Prompt: The data should be duplicated exactly, with every word kept as it is.

Study material:

[Start of section]

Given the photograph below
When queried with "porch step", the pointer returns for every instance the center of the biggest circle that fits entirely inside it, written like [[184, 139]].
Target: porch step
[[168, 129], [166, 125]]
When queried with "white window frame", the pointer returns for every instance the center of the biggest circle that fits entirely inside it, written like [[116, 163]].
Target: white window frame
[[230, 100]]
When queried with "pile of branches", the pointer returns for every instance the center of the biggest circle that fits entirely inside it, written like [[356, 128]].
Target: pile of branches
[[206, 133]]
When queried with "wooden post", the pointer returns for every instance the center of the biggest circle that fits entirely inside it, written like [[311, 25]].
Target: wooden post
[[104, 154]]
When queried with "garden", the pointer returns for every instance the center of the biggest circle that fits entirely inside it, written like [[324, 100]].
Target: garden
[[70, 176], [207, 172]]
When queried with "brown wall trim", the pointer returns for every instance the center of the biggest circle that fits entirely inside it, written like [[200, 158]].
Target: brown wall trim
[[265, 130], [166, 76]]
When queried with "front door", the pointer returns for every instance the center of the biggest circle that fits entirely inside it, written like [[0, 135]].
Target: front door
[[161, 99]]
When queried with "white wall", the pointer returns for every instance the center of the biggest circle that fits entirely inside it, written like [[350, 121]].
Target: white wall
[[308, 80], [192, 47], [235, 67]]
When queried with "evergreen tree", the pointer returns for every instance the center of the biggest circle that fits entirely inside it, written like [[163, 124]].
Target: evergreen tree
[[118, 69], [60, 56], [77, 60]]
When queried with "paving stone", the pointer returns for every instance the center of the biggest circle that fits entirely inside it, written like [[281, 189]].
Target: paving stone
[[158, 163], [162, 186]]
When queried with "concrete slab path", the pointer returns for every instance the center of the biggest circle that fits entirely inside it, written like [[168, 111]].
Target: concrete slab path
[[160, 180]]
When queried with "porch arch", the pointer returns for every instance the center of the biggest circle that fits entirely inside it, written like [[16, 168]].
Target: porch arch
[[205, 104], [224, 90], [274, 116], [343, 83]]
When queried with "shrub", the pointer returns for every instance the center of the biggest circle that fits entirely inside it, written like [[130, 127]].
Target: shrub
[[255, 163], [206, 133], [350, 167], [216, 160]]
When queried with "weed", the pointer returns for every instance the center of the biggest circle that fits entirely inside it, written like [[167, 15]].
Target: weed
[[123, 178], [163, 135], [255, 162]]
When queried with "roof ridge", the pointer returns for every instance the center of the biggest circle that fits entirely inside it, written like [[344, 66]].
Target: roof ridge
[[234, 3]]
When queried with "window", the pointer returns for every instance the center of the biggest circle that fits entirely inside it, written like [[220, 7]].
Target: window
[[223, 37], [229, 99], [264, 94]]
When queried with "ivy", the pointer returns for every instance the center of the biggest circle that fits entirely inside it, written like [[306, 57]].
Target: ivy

[End of section]

Written solution:
Given the photograph below
When queried with "porch step", the pointer returns for every instance the center of the biggest circle that fits entirely inside it, written like [[184, 139]].
Target: porch step
[[168, 129], [166, 125]]
When queried with "white window frame", the pointer returns for every instance the center of the biggest circle that fits entirely inside it, written like [[116, 163]].
Target: white window frame
[[230, 100]]
When queried with "pile of branches", the pointer returns for every instance the center of the biggest circle that fits entirely inside it, written like [[356, 128]].
Target: pile of branches
[[206, 133]]
When queried with "wooden post", the pointer returns for every instance the center of the biggest circle that fits entirely inside it, written like [[311, 25]].
Target: wooden post
[[104, 154]]
When queried with "garden", the pointer returns for every instance the center of the biggest circle that fits entirely inside it, written like [[324, 100]].
Target: garden
[[70, 176], [207, 172]]
When queried with "brown wall trim", the pointer returns for every instance the center of the biggest circle that fits entirely inside it, written like [[200, 158]].
Target: brown wall trim
[[265, 130], [166, 76]]
When queried with "front door", the pointer returns for every instance the center of the biggest circle that fits entirely inside it, written like [[0, 135]].
Target: front door
[[161, 99]]
When queried with "white wall", the pointer returns for every instance the center of the biggest circle that fits entirely inside it, written like [[350, 121]].
Target: white wall
[[308, 80], [192, 47], [235, 67]]
When queried with "evergreen tree", the pointer returns for every instance the center of the biggest circle that fits entirely inside it, written like [[163, 124]].
Target: evergreen tree
[[118, 69], [60, 56], [77, 60]]
When queried with "paving stone", the pointer returns for every instance the center of the biggest circle that fits entirely inside it, written like [[281, 189]].
Target: paving stone
[[158, 163], [162, 186]]
When queried with "concrete slab path", the pointer returns for every instance the center of the biggest circle that fits entirely inside it, written like [[168, 111]].
Target: concrete slab path
[[160, 180]]
When queried with "porch arch", the pointer returns for every instance the center of the biggest circle that fits entirely inside it, written like [[16, 168]].
Target: porch arch
[[205, 104], [224, 90], [274, 116], [343, 83]]
When queried with "shrub", the pointer returns for every instance the center of the biggest circle that fits entirely inside it, written like [[130, 127]].
Target: shrub
[[255, 163], [206, 133], [350, 167], [216, 160]]
When queried with "weed", the pointer returns for every instance the center of the biggest circle that fits entirely inside it, written like [[167, 15]].
Target: weed
[[123, 178], [163, 135], [255, 162]]
When queried with "roof ridge", the pointer returns for every instance the center of the biggest circle that fits entirely inside it, written like [[344, 66]].
Target: roof ridge
[[234, 3]]
When queried with "window", the pointer returns for every instance the center of the biggest circle that fits entirely inside it, written like [[220, 7]].
Target: window
[[223, 37], [229, 99], [264, 94]]
When queried with "ivy", the pointer returns for every instance the center of the biggest circle that fits entirely inside it, written like [[306, 57]].
Target: ivy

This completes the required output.